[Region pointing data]

----------

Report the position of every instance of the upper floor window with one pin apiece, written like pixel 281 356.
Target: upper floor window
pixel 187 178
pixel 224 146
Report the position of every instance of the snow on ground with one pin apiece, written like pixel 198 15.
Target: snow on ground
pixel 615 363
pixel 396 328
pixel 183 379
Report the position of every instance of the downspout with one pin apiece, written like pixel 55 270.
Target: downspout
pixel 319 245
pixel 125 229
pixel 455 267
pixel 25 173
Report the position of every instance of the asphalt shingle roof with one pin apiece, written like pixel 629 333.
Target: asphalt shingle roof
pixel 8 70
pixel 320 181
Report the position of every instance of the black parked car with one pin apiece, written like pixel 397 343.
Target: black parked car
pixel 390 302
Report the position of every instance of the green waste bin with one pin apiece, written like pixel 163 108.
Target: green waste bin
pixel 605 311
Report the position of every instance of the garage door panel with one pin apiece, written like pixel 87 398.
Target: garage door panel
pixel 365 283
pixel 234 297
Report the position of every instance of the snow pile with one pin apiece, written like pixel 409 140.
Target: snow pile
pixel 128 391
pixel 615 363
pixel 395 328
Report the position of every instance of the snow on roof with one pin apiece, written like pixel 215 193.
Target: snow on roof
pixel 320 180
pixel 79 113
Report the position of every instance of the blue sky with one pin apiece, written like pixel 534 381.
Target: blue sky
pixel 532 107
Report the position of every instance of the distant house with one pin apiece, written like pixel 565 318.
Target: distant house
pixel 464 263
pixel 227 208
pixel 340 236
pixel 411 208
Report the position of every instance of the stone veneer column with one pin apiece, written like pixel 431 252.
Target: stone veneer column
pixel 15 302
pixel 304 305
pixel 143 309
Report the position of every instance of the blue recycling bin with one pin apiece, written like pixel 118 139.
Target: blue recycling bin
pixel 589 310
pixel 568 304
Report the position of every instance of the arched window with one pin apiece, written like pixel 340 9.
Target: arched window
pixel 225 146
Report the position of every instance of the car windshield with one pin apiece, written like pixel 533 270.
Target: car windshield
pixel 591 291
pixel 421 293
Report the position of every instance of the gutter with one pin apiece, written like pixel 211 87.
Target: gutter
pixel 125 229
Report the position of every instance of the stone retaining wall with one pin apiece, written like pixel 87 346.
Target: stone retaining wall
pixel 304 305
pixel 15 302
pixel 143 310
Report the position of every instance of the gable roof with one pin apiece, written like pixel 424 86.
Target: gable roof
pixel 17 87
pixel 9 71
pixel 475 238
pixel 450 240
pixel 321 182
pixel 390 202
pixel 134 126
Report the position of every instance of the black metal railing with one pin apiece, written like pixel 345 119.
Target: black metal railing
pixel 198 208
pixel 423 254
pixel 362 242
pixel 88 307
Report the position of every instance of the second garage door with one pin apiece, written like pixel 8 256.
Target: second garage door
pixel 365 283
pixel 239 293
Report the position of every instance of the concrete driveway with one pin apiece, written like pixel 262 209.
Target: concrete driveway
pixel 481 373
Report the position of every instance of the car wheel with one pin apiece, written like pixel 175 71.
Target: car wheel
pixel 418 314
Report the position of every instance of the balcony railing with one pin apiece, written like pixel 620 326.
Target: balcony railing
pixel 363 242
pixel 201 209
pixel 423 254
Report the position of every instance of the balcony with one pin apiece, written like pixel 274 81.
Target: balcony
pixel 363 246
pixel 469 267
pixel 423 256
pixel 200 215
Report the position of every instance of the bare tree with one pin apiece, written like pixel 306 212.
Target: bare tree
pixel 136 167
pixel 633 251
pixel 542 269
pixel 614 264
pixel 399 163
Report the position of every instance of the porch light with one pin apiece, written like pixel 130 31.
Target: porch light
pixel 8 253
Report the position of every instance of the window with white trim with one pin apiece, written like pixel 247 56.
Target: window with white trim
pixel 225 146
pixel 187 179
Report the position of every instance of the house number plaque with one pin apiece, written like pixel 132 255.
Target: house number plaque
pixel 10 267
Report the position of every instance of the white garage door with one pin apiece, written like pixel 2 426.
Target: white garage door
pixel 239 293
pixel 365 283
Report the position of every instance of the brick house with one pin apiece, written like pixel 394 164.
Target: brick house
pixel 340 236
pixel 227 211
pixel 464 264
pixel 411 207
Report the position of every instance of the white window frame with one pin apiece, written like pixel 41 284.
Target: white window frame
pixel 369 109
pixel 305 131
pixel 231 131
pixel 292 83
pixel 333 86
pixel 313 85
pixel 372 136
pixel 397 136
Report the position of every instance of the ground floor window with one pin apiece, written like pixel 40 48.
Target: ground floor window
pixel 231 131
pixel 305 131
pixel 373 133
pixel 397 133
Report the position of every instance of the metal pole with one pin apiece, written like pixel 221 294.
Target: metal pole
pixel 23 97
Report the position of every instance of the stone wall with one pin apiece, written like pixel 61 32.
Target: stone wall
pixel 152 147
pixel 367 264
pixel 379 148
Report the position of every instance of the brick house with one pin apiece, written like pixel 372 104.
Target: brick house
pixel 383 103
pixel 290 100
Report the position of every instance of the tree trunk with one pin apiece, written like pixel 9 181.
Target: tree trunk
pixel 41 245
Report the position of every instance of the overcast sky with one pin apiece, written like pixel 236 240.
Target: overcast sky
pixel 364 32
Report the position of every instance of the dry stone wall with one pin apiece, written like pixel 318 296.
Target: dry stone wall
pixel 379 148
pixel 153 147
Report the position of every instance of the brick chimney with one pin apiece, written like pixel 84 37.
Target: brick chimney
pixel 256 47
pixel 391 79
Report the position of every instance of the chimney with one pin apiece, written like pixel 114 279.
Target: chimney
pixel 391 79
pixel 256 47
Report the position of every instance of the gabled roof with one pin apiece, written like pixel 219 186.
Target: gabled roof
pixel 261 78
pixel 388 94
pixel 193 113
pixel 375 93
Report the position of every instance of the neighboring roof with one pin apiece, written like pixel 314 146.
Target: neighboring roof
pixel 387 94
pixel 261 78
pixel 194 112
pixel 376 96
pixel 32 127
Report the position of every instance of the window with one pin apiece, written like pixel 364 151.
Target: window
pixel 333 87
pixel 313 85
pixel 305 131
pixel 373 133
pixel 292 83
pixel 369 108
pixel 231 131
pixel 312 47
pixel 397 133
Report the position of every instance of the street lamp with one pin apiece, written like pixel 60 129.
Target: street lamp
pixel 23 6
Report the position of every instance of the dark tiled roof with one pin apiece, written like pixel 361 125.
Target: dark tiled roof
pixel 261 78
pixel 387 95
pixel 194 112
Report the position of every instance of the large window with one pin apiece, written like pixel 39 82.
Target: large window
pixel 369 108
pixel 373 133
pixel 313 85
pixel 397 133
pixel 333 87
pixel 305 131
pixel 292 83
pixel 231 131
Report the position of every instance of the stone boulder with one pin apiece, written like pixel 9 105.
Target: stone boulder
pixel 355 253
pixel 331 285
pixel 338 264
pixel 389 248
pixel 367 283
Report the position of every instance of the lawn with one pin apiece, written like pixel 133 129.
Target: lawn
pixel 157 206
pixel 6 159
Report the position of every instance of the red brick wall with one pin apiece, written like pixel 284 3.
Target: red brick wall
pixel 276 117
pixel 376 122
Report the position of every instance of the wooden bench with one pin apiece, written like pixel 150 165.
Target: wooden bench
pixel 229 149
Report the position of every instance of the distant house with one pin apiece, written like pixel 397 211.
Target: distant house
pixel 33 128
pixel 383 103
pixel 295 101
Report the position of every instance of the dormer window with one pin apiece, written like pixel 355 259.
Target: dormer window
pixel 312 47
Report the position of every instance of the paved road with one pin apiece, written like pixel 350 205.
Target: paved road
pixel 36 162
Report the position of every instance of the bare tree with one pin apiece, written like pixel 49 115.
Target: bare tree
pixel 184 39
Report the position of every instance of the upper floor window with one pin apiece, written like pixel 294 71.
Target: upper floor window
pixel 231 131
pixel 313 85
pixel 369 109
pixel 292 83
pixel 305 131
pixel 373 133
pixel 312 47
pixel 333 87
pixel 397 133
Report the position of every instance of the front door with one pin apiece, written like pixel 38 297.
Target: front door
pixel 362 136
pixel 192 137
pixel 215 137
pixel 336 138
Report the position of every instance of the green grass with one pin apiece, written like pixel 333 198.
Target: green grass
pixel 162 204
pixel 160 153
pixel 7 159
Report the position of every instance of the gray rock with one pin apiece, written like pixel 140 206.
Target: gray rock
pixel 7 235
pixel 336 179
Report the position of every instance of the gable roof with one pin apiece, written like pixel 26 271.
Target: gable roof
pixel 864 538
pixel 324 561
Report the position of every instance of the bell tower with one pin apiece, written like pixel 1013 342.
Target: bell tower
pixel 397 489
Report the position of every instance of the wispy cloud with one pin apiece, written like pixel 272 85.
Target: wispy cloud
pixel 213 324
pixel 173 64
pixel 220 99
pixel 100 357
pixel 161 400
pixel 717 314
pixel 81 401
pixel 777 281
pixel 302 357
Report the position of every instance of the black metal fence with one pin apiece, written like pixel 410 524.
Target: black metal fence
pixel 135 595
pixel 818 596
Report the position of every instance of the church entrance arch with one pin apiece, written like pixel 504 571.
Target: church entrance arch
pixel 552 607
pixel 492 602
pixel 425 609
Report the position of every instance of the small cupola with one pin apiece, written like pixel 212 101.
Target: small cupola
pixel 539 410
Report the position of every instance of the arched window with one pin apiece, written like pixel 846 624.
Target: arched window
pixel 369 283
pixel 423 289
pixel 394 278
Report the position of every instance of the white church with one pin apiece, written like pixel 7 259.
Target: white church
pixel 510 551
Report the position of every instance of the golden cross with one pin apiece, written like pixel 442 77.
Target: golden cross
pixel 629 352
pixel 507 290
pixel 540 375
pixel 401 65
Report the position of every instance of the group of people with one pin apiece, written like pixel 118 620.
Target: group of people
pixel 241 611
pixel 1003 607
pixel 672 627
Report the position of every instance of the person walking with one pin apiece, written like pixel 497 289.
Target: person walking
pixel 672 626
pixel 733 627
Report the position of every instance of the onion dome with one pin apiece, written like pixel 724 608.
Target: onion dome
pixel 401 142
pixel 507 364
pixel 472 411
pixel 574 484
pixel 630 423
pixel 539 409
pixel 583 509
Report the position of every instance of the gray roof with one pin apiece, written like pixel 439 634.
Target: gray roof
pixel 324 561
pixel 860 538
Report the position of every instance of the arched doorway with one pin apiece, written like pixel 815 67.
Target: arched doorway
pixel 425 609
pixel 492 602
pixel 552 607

----------

> [What is required]:
Nothing but the lines from the one containing "Target: golden cross" through the last line of the data above should be set down, word for word.

> [Answer for this exercise]:
Target: golden cross
pixel 629 352
pixel 507 290
pixel 540 375
pixel 401 65
Report the position of every instance of the group of people with one pin apiece, written like pixel 118 620.
Target: group of people
pixel 241 611
pixel 1003 607
pixel 672 627
Report the position of every instance of the person walking with one pin apiece, written like pixel 497 289.
Target: person walking
pixel 672 626
pixel 733 627
Report the position of every instance of the onion dome with one pin apiece, written like pixel 724 608.
Target: onion dome
pixel 401 142
pixel 507 364
pixel 472 411
pixel 574 484
pixel 630 423
pixel 539 409
pixel 583 509
Report the position of every instance of the gray roof with one pin apiece, written like pixel 439 634.
Target: gray roof
pixel 324 561
pixel 860 538
Report the position of every instance of the arched doorway with one pin apiece, written like pixel 815 67.
Target: arched doorway
pixel 425 609
pixel 492 602
pixel 552 607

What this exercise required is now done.